Brain edema is one of the most serious complications of a stroke. This swelling in the brain is triggered by the build-up of fluid, impacting the normal flow of blood and oxygen. This life-threatening condition necessitates immediate treatment.

Symptoms of brain edema include breathing difficulties, memory loss, intense headache, nausea and vomiting, and vision changes. A seizure or challenges moving the body are some of the most telling symptoms. While this is a serious issue, it can usually be treated through a variety of medications, surgery to relieve the pressure or the draining of the cerebral spinal fluid.

Foot Drop

Foot drop is an often debilitating condition that comes as a result of a stroke. Individuals dealing with this condition find that they cannot raise the front portion of the foot due to the weakness or total paralysis of the muscle used in lifting this part of the body.

Those with foot drop tend to drag their foot along the ground, resulting in unsteady walking and difficulty standing. To compensate for the loss of muscle control, people often change their gait. A drop foot brace is a useful tool because it provides support to the ankle so that the toes are aligned with the foot. This prevents the drag associated with this condition.

Urinary Tract Infection

A urinary tract infection, most commonly referred to as a UTI, happens after a stroke due to the issue that many patients encounter controlling the bladder. A UTI can happen in the bladder, urethra, or kidneys.

Symptoms to look out for include pressure or pain in the lower abdomen, a burning sensation while urinating, cloudy or bloody urine, or fever. After treating the UTI with antibiotics, your doctor may recommend a bladder training program to address the incontinence.


Not all of the complications associated with stroke are physical in nature. Clinical depression is a mental illness that often pops up in people going through the recovery process after a stroke.

Depression symptoms include loss of interest in activities that used to bring you joy, feeling empty or sad for no discernible reason, fatigue and low energy, changes to sleep habits, and appetite changes. Depression can be treated through a combination of medication, therapy, and coping strategies. Many people find comfort and assistance by joining a stroke support group where they can find camaraderie navigating the same difficult road.

_ _ _ _ _

:: Assignment A ::
Rewrite the paragraph beginning "Symptoms of brain edema include" from the text on stroke complications as a short list, keeping its main facts.
:: Assignment B ::
Answer these questions from the text on stroke complications, one line each:
(i) What part of the body does a drop foot brace support?
(ii) In which three places can a UTI happen?
(iii) Where do many people with post-stroke depression find comfort and camaraderie?
:: Assignment C ::
Continue the text on stroke complications from its last sentence.

_ _ _ _ _

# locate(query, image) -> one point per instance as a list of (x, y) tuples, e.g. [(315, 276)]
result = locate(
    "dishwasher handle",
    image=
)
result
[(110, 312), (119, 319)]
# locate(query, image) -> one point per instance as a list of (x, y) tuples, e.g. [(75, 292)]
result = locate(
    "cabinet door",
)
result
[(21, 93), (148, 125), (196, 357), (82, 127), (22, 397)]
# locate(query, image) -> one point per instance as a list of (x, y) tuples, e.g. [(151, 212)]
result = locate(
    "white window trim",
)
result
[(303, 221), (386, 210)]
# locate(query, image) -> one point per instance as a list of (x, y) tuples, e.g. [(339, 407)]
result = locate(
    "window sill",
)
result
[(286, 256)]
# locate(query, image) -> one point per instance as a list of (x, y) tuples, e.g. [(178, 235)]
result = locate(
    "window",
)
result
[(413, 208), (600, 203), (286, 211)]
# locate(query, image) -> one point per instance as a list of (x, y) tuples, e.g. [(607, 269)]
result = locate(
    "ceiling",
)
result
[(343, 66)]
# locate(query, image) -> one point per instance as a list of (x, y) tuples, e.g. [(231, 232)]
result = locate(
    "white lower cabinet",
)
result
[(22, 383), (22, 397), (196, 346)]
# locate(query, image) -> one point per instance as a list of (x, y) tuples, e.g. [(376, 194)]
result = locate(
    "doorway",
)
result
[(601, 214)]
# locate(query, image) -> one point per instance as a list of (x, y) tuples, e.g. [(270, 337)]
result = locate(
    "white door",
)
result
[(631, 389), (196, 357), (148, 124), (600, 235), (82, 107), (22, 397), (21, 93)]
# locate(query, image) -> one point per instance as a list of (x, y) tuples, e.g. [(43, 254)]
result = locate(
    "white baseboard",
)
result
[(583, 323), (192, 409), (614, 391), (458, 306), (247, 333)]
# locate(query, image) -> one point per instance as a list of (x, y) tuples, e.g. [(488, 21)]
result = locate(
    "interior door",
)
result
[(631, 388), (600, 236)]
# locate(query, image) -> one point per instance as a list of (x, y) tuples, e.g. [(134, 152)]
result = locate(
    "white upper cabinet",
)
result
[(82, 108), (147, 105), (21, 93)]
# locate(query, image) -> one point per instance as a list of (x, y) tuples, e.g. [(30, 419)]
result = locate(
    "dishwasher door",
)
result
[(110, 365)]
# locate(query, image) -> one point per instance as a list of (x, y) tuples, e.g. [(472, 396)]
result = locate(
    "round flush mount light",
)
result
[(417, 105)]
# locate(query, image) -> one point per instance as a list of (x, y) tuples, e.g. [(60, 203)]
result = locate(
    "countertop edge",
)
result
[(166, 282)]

_ _ _ _ _

:: Answer space A ::
- Symptoms: breathing difficulties, memory loss, intense headache, nausea and vomiting, vision changes
- Most telling symptoms: a seizure or trouble moving the body
- Usually treatable with medications, surgery to relieve the pressure, or draining of the cerebral spinal fluid

:: Answer space B ::
(i) The ankle.
(ii) The bladder, urethra, or kidneys.
(iii) In a stroke support group.

:: Answer space C ::
Pneumonia is a side effect of many major health issues, including stroke. This infection directly impacts the flow of air in one or both of the lungs, causing breathing problems, fever, cough, chills, and more. While doctors are well-versed in treating pneumonia, it is important to seek treatment immediately before the infection worsens.

Most cases of pneumonia are treated with antibiotics. Your doctor may also recommend a combination of breathing exercises and respiratory therapy as a preventative measure after suffering a stroke. Getting on top of the potential issue can be instrumental for patients that are recovering from a stroke, particularly if your health history indicates that you may be at risk for developing pneumonia.


Bedsores form when a person is rendered immobile. The injuries to the skin and underlying tissue happen as a result of increased pressure on some parts of the body. Bedsores are most typically found on the shoulders, back, tailbone, and hips. While bedsores may be a nuisance for some patients, they can quickly develop into serious health issues.

The patient's caretaker will need to frequently turn the body to relieve the pressure on the affected areas. Other treatment recommendations include nourishing the body with the right foods and properly cleaning any resulting wounds.

Bottom Line

Identifying and treating these complications as quickly as possible will help you to mitigate the damage triggered by the stroke. This is why it is important to stay in contact with your physician during the time following the stroke event.